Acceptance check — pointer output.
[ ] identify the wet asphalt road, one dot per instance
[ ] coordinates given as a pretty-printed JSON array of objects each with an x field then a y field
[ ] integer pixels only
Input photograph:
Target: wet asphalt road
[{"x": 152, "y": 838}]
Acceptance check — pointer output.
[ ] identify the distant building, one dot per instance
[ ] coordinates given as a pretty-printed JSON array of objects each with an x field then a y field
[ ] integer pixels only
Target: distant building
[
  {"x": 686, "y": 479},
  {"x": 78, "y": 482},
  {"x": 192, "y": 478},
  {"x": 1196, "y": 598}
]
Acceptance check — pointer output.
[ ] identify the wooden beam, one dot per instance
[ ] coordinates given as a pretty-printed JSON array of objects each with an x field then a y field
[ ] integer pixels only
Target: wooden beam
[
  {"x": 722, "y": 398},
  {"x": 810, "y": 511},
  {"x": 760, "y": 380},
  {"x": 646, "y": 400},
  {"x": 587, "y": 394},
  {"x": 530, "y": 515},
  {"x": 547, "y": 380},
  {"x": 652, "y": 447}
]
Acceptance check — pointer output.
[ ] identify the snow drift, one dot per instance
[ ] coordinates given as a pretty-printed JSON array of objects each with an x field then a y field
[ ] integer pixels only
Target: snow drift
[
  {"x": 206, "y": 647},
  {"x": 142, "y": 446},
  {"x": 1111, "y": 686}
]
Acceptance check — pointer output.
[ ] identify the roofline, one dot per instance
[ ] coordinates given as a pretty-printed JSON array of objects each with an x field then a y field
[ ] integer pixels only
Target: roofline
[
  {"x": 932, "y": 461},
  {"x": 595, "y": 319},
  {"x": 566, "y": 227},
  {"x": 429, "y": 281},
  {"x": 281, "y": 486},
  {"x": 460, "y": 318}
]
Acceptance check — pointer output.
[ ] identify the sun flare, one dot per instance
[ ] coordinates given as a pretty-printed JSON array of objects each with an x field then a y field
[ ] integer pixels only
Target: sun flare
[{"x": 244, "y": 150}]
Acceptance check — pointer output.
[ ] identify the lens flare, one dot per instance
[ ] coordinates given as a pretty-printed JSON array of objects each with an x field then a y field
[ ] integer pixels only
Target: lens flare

### Exercise
Make an exact copy of the data above.

### In response
Acceptance check — pointer output.
[ ] identify the wet asphalt road, one dot per instance
[ ] coordinates given as a pretty-printed JSON array of objects each with an x field then a y field
[ ] integer pixels only
Input photograph:
Target: wet asphalt road
[{"x": 152, "y": 838}]
Acceptance check — pointer output.
[ ] identify the distant building, one dot per instance
[ ] coordinates given as a pretty-printed JSON array of objects each with an x field then a y field
[ ] integer pixels only
Target: distant building
[
  {"x": 686, "y": 479},
  {"x": 78, "y": 482},
  {"x": 192, "y": 478},
  {"x": 1196, "y": 598}
]
Acceptance check — pointer output.
[ ] identify the wooden beam, one dot per instance
[ ] coordinates given as a pretty-printed JSON array of objects each with an x field then a y field
[ ] integer pixels only
Target: wooden beam
[
  {"x": 722, "y": 398},
  {"x": 810, "y": 511},
  {"x": 760, "y": 380},
  {"x": 646, "y": 400},
  {"x": 587, "y": 394},
  {"x": 530, "y": 515},
  {"x": 547, "y": 380},
  {"x": 652, "y": 447}
]
Acceptance check — pointer output.
[ ] identify the snow drift, one dot per instance
[ ] coordinates given as a pretty-printed JSON array of objects each with an x field then a y field
[ ] integer pixels only
Target: snow drift
[
  {"x": 206, "y": 647},
  {"x": 142, "y": 446},
  {"x": 1111, "y": 686}
]
Acceptance check — pointer output.
[ ] identify the roofline, one dot per instance
[ ] coordinates given as a pretty-printed JSON array of objects each with an x field then a y field
[ ] integer pixels only
Target: roofline
[
  {"x": 932, "y": 461},
  {"x": 595, "y": 319},
  {"x": 566, "y": 227},
  {"x": 429, "y": 281},
  {"x": 281, "y": 486},
  {"x": 460, "y": 318}
]
Acceptance check — pointer output.
[ ] identify the sun flare, one dot per instance
[ ] coordinates given as a pretty-printed JSON array of objects each with an x field then a y field
[ ] integer pixels only
Target: sun flare
[{"x": 244, "y": 150}]
Acceptance check — pointer output.
[ ] identify the lens flare, one dot per instance
[ ] coordinates given as a pretty-printed JSON array of objects each with an x field then a y field
[ ] integer pixels only
Target: lens flare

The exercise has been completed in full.